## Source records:
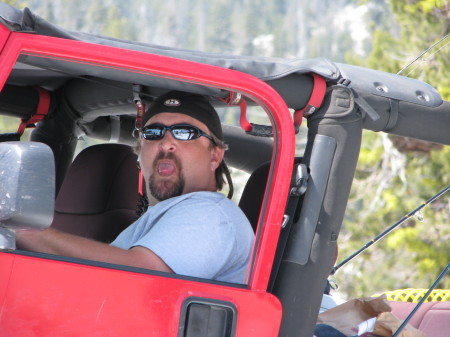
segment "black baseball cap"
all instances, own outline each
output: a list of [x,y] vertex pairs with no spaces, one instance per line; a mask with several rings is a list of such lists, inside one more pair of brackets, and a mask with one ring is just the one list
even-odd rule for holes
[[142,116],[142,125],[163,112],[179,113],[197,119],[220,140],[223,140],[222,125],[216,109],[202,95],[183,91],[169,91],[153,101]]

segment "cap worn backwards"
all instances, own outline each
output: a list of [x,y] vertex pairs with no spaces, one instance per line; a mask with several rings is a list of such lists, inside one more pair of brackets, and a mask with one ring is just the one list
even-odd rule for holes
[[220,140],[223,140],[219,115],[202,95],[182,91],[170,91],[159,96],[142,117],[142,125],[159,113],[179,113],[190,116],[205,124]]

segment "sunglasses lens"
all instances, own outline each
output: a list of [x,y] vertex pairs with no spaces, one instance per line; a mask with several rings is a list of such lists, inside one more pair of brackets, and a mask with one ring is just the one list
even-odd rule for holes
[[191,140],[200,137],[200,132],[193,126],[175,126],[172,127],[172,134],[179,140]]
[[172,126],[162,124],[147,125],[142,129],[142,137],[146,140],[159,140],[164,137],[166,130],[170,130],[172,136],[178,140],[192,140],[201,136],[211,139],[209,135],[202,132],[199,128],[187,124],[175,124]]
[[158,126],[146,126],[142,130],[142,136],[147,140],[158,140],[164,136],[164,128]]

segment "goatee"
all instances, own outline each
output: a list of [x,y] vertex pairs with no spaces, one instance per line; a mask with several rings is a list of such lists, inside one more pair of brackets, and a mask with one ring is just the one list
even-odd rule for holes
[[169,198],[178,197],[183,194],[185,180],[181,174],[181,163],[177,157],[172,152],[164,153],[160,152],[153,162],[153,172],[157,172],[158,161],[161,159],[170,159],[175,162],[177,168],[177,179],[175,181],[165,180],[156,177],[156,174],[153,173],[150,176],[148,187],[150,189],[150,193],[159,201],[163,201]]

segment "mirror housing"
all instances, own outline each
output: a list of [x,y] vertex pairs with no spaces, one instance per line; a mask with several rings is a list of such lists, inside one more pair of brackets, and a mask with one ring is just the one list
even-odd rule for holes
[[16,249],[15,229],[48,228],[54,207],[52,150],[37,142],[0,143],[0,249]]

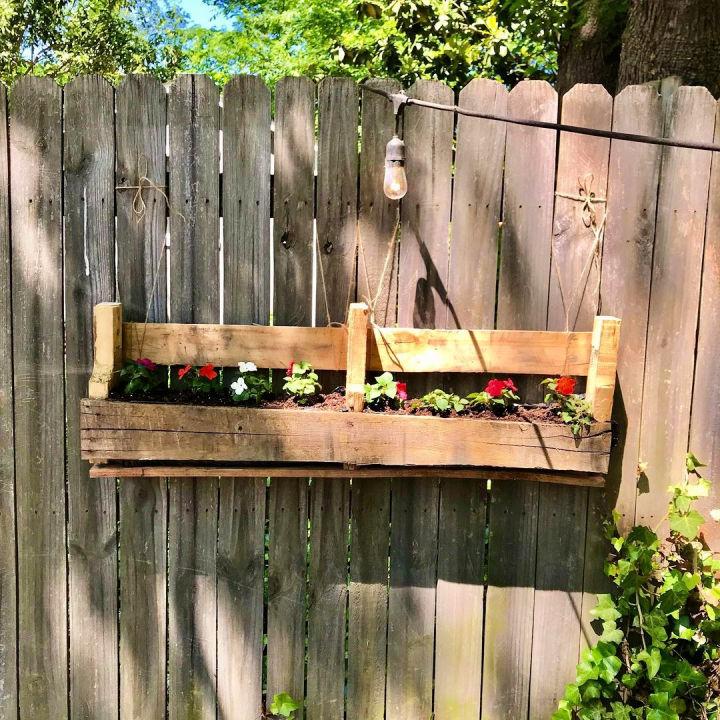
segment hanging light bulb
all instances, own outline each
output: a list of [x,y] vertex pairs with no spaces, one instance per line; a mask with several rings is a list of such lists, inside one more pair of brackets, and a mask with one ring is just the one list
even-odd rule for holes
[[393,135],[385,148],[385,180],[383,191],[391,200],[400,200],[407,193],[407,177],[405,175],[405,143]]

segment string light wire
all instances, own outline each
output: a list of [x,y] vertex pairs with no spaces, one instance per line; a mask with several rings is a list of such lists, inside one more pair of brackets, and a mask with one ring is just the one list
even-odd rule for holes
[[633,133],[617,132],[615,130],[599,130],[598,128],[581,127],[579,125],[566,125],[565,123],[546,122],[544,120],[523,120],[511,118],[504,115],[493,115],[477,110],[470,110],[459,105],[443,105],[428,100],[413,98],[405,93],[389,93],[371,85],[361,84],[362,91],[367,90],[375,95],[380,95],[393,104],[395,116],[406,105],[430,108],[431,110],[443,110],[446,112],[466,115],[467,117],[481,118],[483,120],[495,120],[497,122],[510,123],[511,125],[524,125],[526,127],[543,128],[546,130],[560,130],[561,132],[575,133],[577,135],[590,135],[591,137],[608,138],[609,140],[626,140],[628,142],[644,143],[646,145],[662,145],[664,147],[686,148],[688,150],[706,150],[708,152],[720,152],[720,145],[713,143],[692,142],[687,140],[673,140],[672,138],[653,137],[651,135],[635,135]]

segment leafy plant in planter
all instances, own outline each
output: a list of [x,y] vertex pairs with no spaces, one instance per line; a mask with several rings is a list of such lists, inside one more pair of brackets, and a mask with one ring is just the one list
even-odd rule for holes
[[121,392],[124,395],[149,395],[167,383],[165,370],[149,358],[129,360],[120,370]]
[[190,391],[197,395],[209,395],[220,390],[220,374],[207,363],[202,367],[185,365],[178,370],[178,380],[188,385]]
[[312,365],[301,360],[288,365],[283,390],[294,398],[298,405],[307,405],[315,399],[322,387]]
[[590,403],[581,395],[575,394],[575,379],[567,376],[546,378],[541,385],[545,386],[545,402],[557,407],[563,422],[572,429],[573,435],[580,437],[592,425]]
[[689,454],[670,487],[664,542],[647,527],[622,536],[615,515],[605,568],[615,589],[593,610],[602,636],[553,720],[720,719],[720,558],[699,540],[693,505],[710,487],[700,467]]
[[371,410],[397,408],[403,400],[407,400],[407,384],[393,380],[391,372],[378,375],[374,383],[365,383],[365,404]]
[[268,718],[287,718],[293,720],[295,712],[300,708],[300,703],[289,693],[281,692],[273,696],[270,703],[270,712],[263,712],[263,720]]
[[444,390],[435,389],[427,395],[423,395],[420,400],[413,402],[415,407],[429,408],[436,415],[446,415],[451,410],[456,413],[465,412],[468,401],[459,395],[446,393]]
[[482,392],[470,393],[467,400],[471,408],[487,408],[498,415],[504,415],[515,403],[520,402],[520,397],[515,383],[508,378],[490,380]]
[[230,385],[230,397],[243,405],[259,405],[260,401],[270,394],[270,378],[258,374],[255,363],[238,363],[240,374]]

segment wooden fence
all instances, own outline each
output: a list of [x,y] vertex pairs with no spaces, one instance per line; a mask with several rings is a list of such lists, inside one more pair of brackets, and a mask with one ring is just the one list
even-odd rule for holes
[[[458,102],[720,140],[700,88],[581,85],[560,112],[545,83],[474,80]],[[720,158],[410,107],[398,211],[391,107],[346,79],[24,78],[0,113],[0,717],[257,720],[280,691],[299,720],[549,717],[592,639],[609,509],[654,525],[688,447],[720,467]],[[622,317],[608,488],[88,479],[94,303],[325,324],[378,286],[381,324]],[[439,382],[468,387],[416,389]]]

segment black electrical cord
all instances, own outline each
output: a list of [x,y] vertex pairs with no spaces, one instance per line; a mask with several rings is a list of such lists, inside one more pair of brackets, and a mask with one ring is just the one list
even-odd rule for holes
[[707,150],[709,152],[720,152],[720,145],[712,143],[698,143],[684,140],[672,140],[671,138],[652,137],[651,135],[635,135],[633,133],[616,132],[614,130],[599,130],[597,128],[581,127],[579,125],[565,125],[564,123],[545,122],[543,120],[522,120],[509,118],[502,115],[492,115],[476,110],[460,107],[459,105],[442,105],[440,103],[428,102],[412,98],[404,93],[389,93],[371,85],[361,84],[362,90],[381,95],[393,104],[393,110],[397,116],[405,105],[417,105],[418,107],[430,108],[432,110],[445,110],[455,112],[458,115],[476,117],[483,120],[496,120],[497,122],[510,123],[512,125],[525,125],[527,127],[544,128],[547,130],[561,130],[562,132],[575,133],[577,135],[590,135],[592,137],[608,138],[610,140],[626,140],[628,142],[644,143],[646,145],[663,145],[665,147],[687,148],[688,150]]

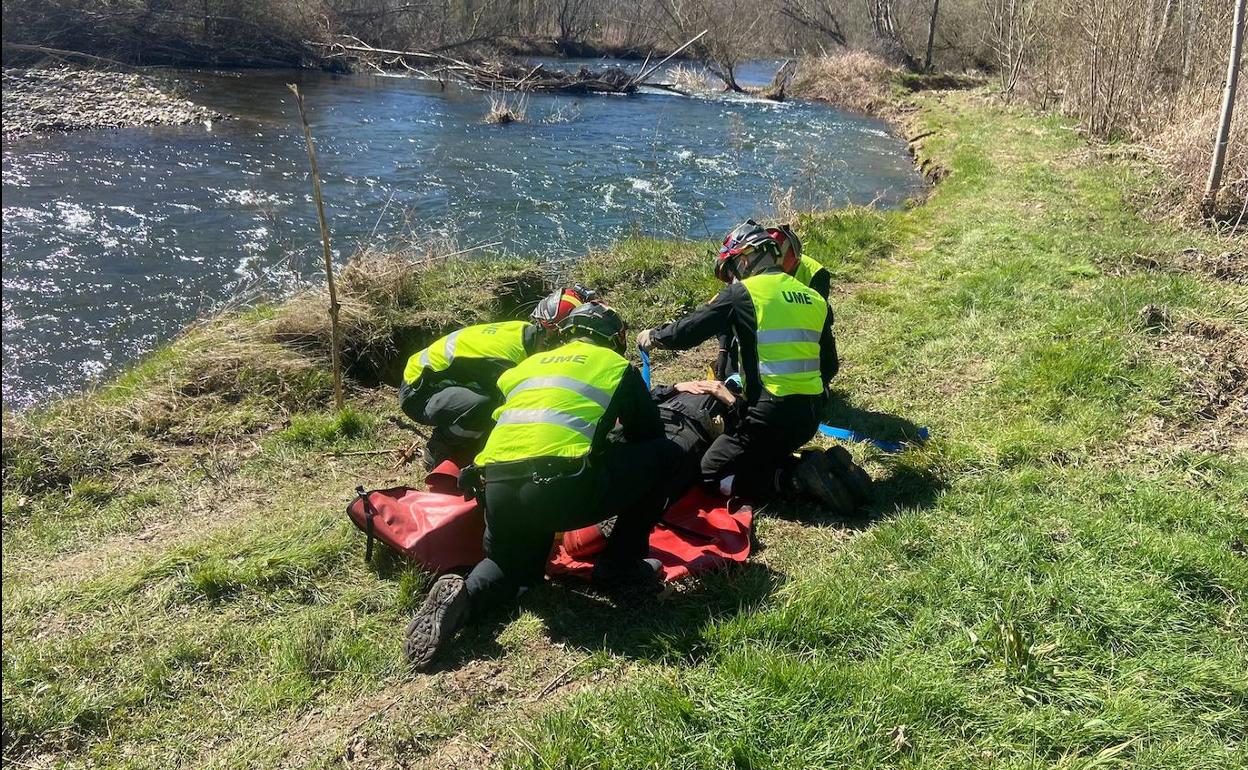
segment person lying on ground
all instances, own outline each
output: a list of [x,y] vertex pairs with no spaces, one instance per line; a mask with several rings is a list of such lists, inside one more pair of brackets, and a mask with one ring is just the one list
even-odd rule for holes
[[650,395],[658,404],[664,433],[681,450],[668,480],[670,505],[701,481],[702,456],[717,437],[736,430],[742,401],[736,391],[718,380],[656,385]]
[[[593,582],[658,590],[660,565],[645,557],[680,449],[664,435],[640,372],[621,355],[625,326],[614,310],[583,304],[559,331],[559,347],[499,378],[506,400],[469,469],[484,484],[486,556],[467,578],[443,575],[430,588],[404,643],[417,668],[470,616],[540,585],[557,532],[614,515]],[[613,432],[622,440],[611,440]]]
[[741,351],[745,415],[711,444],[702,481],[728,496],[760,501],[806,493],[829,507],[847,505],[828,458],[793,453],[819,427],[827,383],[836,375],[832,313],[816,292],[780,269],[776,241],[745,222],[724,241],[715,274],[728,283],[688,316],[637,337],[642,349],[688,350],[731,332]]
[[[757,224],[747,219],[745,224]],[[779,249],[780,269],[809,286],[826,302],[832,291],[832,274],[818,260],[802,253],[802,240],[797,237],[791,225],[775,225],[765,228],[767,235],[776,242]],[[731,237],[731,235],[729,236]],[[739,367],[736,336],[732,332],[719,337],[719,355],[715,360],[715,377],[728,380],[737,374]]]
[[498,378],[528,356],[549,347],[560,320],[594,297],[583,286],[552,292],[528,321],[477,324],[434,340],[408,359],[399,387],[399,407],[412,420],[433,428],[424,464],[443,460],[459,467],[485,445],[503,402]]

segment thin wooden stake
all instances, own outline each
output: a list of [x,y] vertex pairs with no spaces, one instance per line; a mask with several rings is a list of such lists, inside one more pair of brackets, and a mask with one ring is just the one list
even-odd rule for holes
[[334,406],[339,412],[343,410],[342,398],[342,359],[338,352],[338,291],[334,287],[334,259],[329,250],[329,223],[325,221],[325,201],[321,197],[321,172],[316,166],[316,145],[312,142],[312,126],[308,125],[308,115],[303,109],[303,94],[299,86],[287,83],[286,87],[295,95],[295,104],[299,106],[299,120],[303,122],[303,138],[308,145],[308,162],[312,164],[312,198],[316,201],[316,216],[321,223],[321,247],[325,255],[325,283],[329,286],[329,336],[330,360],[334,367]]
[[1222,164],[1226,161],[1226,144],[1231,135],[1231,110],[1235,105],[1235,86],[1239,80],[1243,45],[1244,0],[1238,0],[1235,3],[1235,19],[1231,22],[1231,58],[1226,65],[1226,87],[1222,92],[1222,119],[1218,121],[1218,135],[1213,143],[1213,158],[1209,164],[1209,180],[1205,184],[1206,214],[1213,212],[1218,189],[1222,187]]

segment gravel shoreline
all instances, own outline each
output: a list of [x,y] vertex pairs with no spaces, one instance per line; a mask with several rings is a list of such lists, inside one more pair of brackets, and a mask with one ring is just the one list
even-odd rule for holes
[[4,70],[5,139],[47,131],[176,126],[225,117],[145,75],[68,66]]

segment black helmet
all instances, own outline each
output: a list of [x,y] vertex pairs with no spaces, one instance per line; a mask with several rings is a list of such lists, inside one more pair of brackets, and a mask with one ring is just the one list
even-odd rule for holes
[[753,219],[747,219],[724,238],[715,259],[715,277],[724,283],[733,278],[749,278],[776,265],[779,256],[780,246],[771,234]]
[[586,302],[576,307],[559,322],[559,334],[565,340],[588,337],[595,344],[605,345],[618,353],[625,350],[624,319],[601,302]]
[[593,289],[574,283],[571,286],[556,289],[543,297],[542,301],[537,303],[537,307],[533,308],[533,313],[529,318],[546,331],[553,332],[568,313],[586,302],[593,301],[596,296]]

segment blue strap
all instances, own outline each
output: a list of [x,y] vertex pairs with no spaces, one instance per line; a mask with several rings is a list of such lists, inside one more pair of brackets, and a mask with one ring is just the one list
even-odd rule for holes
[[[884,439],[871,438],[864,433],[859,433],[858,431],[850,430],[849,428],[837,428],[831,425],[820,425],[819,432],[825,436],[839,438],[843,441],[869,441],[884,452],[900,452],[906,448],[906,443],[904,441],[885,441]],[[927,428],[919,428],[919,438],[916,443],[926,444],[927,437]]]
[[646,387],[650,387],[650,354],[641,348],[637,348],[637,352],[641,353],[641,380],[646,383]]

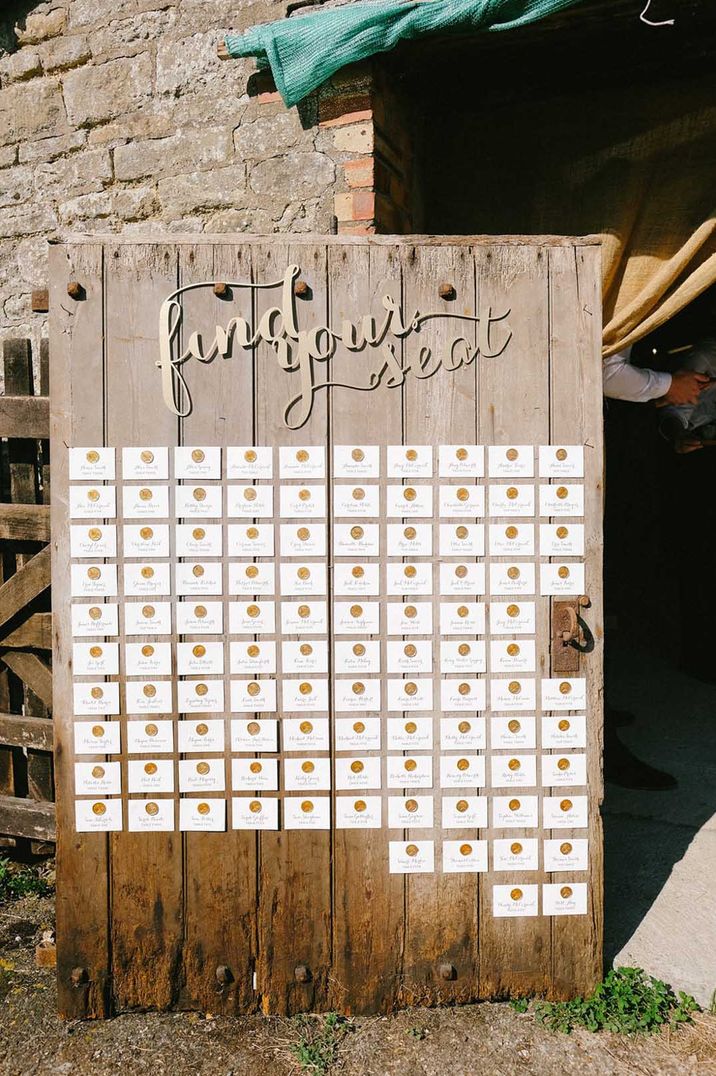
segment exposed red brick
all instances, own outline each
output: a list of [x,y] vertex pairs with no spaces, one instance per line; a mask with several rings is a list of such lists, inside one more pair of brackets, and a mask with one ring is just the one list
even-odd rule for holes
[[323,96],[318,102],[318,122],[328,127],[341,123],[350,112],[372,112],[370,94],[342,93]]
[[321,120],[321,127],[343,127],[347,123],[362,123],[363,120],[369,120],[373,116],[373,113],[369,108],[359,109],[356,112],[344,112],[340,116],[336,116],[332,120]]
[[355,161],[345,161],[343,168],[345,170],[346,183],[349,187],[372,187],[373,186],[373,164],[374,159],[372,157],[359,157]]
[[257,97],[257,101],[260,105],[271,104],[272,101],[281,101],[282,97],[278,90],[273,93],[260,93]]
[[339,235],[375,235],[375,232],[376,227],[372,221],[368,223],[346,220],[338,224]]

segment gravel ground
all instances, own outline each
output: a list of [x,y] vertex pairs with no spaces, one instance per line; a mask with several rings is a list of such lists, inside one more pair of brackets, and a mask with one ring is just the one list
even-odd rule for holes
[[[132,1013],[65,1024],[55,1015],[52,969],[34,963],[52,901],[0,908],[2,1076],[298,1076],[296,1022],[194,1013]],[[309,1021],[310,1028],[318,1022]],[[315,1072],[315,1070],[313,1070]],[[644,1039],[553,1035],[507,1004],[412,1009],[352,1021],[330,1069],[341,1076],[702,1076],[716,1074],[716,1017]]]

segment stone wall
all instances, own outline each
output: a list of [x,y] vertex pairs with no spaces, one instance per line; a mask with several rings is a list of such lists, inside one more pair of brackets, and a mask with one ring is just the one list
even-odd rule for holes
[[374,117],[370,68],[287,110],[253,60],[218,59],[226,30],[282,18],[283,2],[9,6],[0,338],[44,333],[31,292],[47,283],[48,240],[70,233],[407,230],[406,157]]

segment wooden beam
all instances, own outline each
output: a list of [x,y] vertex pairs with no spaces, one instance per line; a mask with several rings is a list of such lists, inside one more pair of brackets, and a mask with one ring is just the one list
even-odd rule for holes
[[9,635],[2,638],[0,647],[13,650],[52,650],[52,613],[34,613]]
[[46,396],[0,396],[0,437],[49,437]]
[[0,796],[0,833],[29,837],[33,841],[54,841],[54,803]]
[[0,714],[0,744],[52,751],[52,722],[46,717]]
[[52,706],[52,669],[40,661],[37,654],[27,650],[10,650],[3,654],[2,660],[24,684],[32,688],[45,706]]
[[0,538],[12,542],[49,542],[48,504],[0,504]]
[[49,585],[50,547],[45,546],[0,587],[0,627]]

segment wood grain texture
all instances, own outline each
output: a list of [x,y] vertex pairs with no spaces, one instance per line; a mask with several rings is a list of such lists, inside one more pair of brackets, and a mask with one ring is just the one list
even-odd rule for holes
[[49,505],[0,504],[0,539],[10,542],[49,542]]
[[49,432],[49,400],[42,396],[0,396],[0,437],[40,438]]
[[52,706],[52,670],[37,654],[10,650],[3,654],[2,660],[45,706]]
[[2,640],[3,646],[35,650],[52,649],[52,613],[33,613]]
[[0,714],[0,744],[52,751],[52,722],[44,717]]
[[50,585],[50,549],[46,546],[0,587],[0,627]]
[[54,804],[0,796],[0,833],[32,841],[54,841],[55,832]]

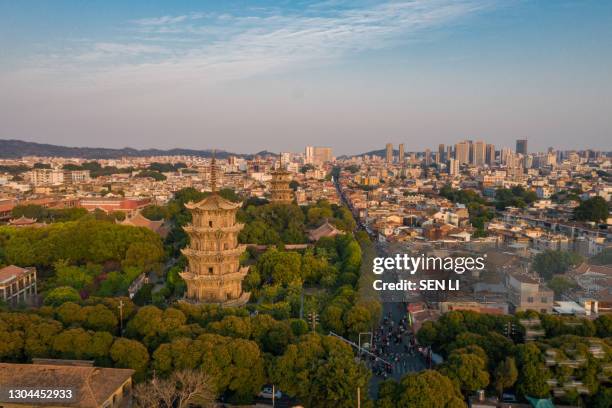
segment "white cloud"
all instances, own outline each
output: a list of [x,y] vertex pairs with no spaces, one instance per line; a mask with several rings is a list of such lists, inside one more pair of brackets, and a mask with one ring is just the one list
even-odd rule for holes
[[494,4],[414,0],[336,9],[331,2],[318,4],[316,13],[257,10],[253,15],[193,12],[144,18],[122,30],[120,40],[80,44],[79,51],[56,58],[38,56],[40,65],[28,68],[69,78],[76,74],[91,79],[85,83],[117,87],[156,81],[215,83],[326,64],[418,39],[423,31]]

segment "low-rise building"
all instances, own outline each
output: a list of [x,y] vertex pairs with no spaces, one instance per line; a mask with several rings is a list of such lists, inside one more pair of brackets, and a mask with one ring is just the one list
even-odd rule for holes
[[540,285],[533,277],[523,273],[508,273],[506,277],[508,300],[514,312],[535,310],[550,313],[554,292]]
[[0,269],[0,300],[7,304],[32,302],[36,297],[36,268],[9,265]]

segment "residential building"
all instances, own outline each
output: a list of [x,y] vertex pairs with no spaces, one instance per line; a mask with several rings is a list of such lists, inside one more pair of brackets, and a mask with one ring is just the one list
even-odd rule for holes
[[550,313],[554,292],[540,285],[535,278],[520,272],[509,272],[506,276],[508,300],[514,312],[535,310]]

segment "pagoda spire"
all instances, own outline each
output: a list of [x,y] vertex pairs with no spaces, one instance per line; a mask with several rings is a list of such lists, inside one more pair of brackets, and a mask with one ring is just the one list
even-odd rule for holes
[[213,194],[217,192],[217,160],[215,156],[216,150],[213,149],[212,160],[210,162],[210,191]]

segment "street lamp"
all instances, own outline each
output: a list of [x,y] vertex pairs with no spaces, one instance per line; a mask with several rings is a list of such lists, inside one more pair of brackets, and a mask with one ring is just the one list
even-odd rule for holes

## Exercise instructions:
Note each line above that contains "wooden" and copy it out.

## Response below:
segment wooden fence
segment thin wooden stake
segment wooden beam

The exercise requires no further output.